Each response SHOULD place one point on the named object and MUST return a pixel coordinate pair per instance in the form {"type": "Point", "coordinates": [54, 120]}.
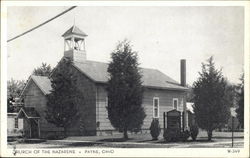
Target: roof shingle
{"type": "Point", "coordinates": [74, 30]}
{"type": "Point", "coordinates": [43, 82]}
{"type": "Point", "coordinates": [97, 71]}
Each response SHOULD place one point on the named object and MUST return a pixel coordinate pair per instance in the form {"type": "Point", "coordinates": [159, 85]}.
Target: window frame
{"type": "Point", "coordinates": [16, 122]}
{"type": "Point", "coordinates": [158, 107]}
{"type": "Point", "coordinates": [177, 107]}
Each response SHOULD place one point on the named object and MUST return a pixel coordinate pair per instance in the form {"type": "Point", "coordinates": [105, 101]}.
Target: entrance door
{"type": "Point", "coordinates": [34, 128]}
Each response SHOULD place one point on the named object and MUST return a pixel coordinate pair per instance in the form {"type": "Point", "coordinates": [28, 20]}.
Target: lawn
{"type": "Point", "coordinates": [220, 140]}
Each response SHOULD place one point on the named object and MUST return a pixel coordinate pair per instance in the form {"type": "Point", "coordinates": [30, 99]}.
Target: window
{"type": "Point", "coordinates": [16, 122]}
{"type": "Point", "coordinates": [155, 107]}
{"type": "Point", "coordinates": [175, 103]}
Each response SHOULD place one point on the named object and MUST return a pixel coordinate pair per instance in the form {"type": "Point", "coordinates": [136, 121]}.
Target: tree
{"type": "Point", "coordinates": [240, 109]}
{"type": "Point", "coordinates": [43, 70]}
{"type": "Point", "coordinates": [210, 105]}
{"type": "Point", "coordinates": [14, 89]}
{"type": "Point", "coordinates": [65, 98]}
{"type": "Point", "coordinates": [125, 90]}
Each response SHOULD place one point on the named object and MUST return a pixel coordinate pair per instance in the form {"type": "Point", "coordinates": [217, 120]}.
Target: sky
{"type": "Point", "coordinates": [162, 36]}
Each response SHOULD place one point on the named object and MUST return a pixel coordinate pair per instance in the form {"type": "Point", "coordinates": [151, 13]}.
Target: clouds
{"type": "Point", "coordinates": [161, 35]}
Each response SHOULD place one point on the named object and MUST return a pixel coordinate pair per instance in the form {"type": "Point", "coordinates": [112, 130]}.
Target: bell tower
{"type": "Point", "coordinates": [74, 44]}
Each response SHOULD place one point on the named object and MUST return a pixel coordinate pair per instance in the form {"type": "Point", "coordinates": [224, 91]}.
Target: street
{"type": "Point", "coordinates": [220, 140]}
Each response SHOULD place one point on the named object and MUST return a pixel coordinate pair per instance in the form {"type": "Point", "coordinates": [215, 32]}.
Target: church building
{"type": "Point", "coordinates": [161, 94]}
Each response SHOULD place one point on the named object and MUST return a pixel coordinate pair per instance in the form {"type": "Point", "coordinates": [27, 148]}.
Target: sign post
{"type": "Point", "coordinates": [233, 114]}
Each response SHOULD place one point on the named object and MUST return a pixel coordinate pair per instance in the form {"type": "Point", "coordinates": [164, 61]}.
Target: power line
{"type": "Point", "coordinates": [41, 24]}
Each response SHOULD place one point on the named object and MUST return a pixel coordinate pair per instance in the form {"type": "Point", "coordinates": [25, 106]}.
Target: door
{"type": "Point", "coordinates": [34, 128]}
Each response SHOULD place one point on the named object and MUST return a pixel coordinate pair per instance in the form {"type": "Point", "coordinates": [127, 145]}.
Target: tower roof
{"type": "Point", "coordinates": [74, 31]}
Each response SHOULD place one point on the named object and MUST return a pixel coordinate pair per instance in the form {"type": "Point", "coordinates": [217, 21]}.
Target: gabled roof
{"type": "Point", "coordinates": [43, 82]}
{"type": "Point", "coordinates": [74, 30]}
{"type": "Point", "coordinates": [97, 71]}
{"type": "Point", "coordinates": [28, 112]}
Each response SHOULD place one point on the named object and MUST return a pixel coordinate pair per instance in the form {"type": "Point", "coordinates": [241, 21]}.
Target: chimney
{"type": "Point", "coordinates": [183, 72]}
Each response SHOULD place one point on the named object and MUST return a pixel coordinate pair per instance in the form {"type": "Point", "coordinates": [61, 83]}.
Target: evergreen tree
{"type": "Point", "coordinates": [210, 108]}
{"type": "Point", "coordinates": [240, 109]}
{"type": "Point", "coordinates": [43, 70]}
{"type": "Point", "coordinates": [65, 98]}
{"type": "Point", "coordinates": [125, 90]}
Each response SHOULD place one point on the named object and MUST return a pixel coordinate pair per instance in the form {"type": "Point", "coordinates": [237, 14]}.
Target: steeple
{"type": "Point", "coordinates": [74, 44]}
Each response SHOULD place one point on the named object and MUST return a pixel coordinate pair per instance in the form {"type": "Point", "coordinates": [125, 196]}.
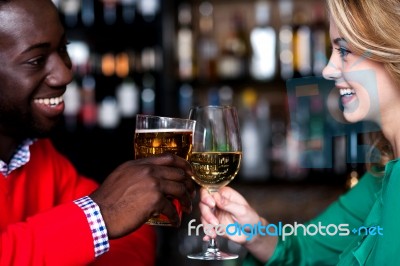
+++++
Go back to the records above and write them out exactly, without the pictures.

Each response SHOULD place one point on the named object and MUST return a pixel coordinate pair per instance in the form {"type": "Point", "coordinates": [54, 120]}.
Target: roof shingle
{"type": "Point", "coordinates": [74, 30]}
{"type": "Point", "coordinates": [43, 82]}
{"type": "Point", "coordinates": [97, 71]}
Each response SHOULD place one point on the named object and MUST return a pixel coordinate pair per instance in the form {"type": "Point", "coordinates": [159, 85]}.
Target: window frame
{"type": "Point", "coordinates": [16, 122]}
{"type": "Point", "coordinates": [158, 107]}
{"type": "Point", "coordinates": [177, 107]}
Each response SHOULD place one point on the named object and MUST return a pixel coordinate pair per instance in the form {"type": "Point", "coordinates": [105, 101]}.
Target: entrance door
{"type": "Point", "coordinates": [34, 128]}
Each response SHOULD place one point on the named object and MUST return a pixel coordinate pair per instance in the form {"type": "Point", "coordinates": [28, 20]}.
Target: lawn
{"type": "Point", "coordinates": [220, 140]}
Each response SHOULD place one point on the named object and MUST return a pixel coordinate pair per instance in the form {"type": "Point", "coordinates": [30, 99]}.
Target: window
{"type": "Point", "coordinates": [16, 122]}
{"type": "Point", "coordinates": [155, 107]}
{"type": "Point", "coordinates": [175, 103]}
Each response SHOULD place one point on the named object and MUST return a pixel coordinate pair per instance in the form {"type": "Point", "coordinates": [136, 121]}.
Target: tree
{"type": "Point", "coordinates": [240, 109]}
{"type": "Point", "coordinates": [43, 70]}
{"type": "Point", "coordinates": [210, 105]}
{"type": "Point", "coordinates": [14, 89]}
{"type": "Point", "coordinates": [65, 98]}
{"type": "Point", "coordinates": [125, 90]}
Each response SHOULD place one point on the named object and MUST return a pixel coordinate pair per instance in the form {"type": "Point", "coordinates": [217, 120]}.
Target: sky
{"type": "Point", "coordinates": [162, 36]}
Each response SHOULD place one point on the named object and MUST return a pixel coordinate pair per instance in the form {"type": "Point", "coordinates": [151, 13]}.
Target: clouds
{"type": "Point", "coordinates": [161, 35]}
Each response SHOULD place one point on the named object and MUST return a pixel coordinate pair per instance in the form {"type": "Point", "coordinates": [112, 130]}.
Target: bell tower
{"type": "Point", "coordinates": [74, 44]}
Each response SHOULD place one point on the named object and MUST return a pixel coordinate pair per instance in the form {"type": "Point", "coordinates": [224, 91]}.
Target: street
{"type": "Point", "coordinates": [220, 140]}
Each response SHOULD place one point on the named object and MUST return a pixel coordinate pair per instance in the form {"type": "Point", "coordinates": [215, 32]}.
Target: church building
{"type": "Point", "coordinates": [161, 94]}
Each response SHOULD place one point on the named object and MUST return a pixel coordinate pair per instance in the form {"type": "Point", "coordinates": [27, 148]}.
Target: sign post
{"type": "Point", "coordinates": [233, 114]}
Each response SHOULD place one point on the named object and MUST return a pixel coordinate pair per instance in the form {"type": "Point", "coordinates": [164, 61]}.
Target: power line
{"type": "Point", "coordinates": [41, 24]}
Each response SHOULD place one point on the named object and MUST return a pixel coordinate pair per instance in the form {"type": "Point", "coordinates": [25, 106]}.
Target: door
{"type": "Point", "coordinates": [34, 128]}
Each response SHOULD place one point on the named object and MUST return a pixel coordinate pair per instance in the form {"type": "Point", "coordinates": [127, 145]}.
Target: tower roof
{"type": "Point", "coordinates": [74, 31]}
Each response SHOULD place one point on the named object and MUST return a pixel coordinate pair per instance in the form {"type": "Point", "coordinates": [217, 21]}.
Target: gabled roof
{"type": "Point", "coordinates": [43, 82]}
{"type": "Point", "coordinates": [74, 30]}
{"type": "Point", "coordinates": [97, 71]}
{"type": "Point", "coordinates": [28, 112]}
Each response SHOULD place one point on the named object and MUST return a pixel coordinate pair per instance in the form {"type": "Point", "coordinates": [241, 21]}.
Target: chimney
{"type": "Point", "coordinates": [183, 72]}
Each response SHOULD place one point on the named object and MUST return a pixel coordinate pair per instance in the form {"type": "Point", "coordinates": [61, 83]}.
Target: evergreen tree
{"type": "Point", "coordinates": [210, 108]}
{"type": "Point", "coordinates": [240, 109]}
{"type": "Point", "coordinates": [43, 70]}
{"type": "Point", "coordinates": [65, 98]}
{"type": "Point", "coordinates": [125, 90]}
Each response SHOULD place one point on the named object and MUST return a pixel coordinate pair per instance in the form {"type": "Point", "coordinates": [237, 14]}.
Target: steeple
{"type": "Point", "coordinates": [74, 44]}
Each response SHOULD place one point on the named object and MUST return a pixel coordinate pair per instance in the form {"type": "Point", "coordinates": [125, 196]}.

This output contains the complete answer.